[[ READING PASSAGE, beginning ]]

# Please.. i need healing thoughts & prayers for Asha



## hotel4dogs (Sep 29, 2008)

sending many good wishes your way


----------



## kellyguy (Mar 5, 2014)

I hope that your sweet girl is going to be perfectly fine and that your worries are unwarranted. I never know if someone will be offended by the mention of God in this crazy world we live in, so I'll just say the serenity prayer for you and hope for positive results.


----------



## Karen519 (Aug 21, 2006)

*Asha*



Hudson said:


> Asha recently celebrated her 13th birthday and had her annual check up. All good, but mentioned she had been a little fussy with her food, lost a little weight and drinking more, so the vets did test to rule out diabetes etc. A week later I took her back as she is experiencing rapid heart rate… the vet concluded her heart was ok, but thought he felt a lump abdomen. stomach. She had X-rays but in conclusive and is waiting for a specialist to ultra sound her in 2 weeks. Tonight she was really uncomfortable and rapid breathing, rang the after hours vet and spoke to the vet she is now sedated and sleeping as I had some tablets here. So worried about her and hate to see her like this… she is my beautiful baby girl,…. I want to stay with me for ever as we all do. We love them so much… so please send prayers and healing thoughts to my golden princess.Thankyou … Asha, Hudson and Ann


Praying that Asha is o.k.!!


----------



## Doug (Jul 17, 2010)

Sending our very best wishes out to you!!


----------



## rbi99 (Jan 4, 2014)

I hope Asha is doing better today.


----------



## GoldensGirl (Aug 2, 2010)

It's so hard when our seniors face challenges like this. I often wish my dogs could talk and tell me where they hurt, but they are so stoic that I'm not sure they would speak the truth. They don't want us to worry.

I hope you girl feels better today.


----------



## boomers_dawn (Sep 20, 2009)

I'm so sorry. I also hope Asha is better and wish you peace, it is so hard as they get older reconciling with as you mentioned wishing they could stay with us forever.


----------



## hubbub (Jun 28, 2011)

Sending good thoughts to you both. :crossfing


----------



## Rookie's Dad (Feb 19, 2014)

Sending good thought and prayers your way and hoping for the best.


----------



## JeanieBeth (Jul 13, 2013)

Hudson said:


> Asha recently celebrated her 13th birthday and had her annual check up. All good, but mentioned she had been a little fussy with her food, lost a little weight and drinking more, so the vets did test to rule out diabetes etc. A week later I took her back as she is experiencing rapid heart rate… the vet concluded her heart was ok, but thought he felt a lump abdomen. stomach. She had X-rays but in conclusive and is waiting for a specialist to ultra sound her in 2 weeks. Tonight she was really uncomfortable and rapid breathing, rang the after hours vet and spoke to the vet she is now sedated and sleeping as I had some tablets here. So worried about her and hate to see her like this… she is my beautiful baby girl,…. I want to stay with me for ever as we all do. We love them so much… so please send prayers and healing thoughts to my golden princess.Thankyou … Asha, Hudson and Ann


You've got it! Sending prayers for for you and Asha. It's so hard when our kids can't tell us what hurts.

[[ READING PASSAGE, end ]]

_TASKS_:
1. In the forum thread about Asha, how long must Asha wait for a specialist to perform her ultrasound?
2. Pick up the forum thread about Asha after its last post and write what comes next.

[[ EXCERPTED RECORDS, beginning ]]

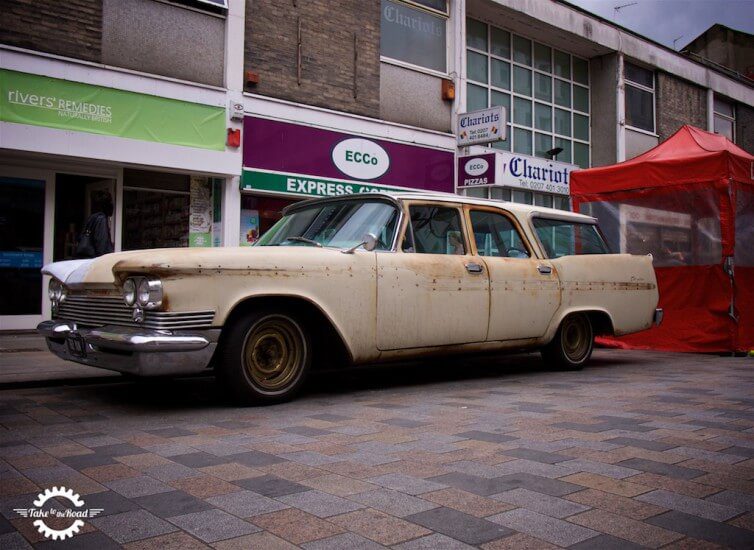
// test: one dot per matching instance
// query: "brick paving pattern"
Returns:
(640, 450)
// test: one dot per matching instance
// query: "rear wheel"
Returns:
(265, 357)
(573, 343)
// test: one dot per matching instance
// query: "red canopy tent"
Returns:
(690, 203)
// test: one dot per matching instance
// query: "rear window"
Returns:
(568, 238)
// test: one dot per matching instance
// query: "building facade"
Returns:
(202, 119)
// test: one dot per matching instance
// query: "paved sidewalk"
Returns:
(24, 358)
(639, 450)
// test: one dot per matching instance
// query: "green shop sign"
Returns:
(55, 103)
(309, 186)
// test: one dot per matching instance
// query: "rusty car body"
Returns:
(354, 279)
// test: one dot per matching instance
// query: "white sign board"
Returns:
(534, 174)
(483, 126)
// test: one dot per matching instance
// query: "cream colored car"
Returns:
(350, 280)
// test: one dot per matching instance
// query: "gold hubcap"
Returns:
(274, 353)
(576, 338)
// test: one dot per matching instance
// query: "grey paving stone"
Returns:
(320, 504)
(605, 542)
(406, 484)
(539, 502)
(704, 529)
(271, 486)
(538, 484)
(139, 486)
(393, 502)
(473, 484)
(171, 504)
(344, 541)
(460, 526)
(171, 472)
(490, 437)
(214, 525)
(553, 530)
(536, 456)
(435, 541)
(733, 499)
(670, 470)
(601, 468)
(245, 504)
(84, 541)
(130, 526)
(640, 443)
(689, 505)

[[ EXCERPTED RECORDS, end ]]

_RESULTS OF THE EXERCISE_:
1. Two weeks.

2.
Sent from Petguide.com Free App


----------



## california gold (Feb 28, 2014)

Thinking of you and Asha and praying she will be well.


----------



## Hudson (May 18, 2005)

Thanks for your prayers and healing messages. The vet frayed Asha during the night and found some fluid near her lungs, and started her on diretix, she is stable at the moment and less laboured breathing, they are going to ring me later this morning with an update. The symptoms are perplexing them… as she has an unconfirmed lump and awaiting an ultra sound, unfortunately we are in the country and nee to wait for a specialist … 2 weeks wait.Will check in later


----------



## *Laura* (Dec 13, 2011)

I will be thinking of you and beautiful Asha. Two weeks is such a long time to wait


----------



## SandyK (Mar 20, 2011)

Thoughts and prayers for you and Asha!!


----------



## JeanieBeth (Jul 13, 2013)

Thinking of you and Asha. How's she doing?

Sent from Petguide.com Free App


----------



## dborgers (Dec 7, 2011)

Prayers and healing thoughts being sent your way  Keep the faith


----------



## Hudson (May 18, 2005)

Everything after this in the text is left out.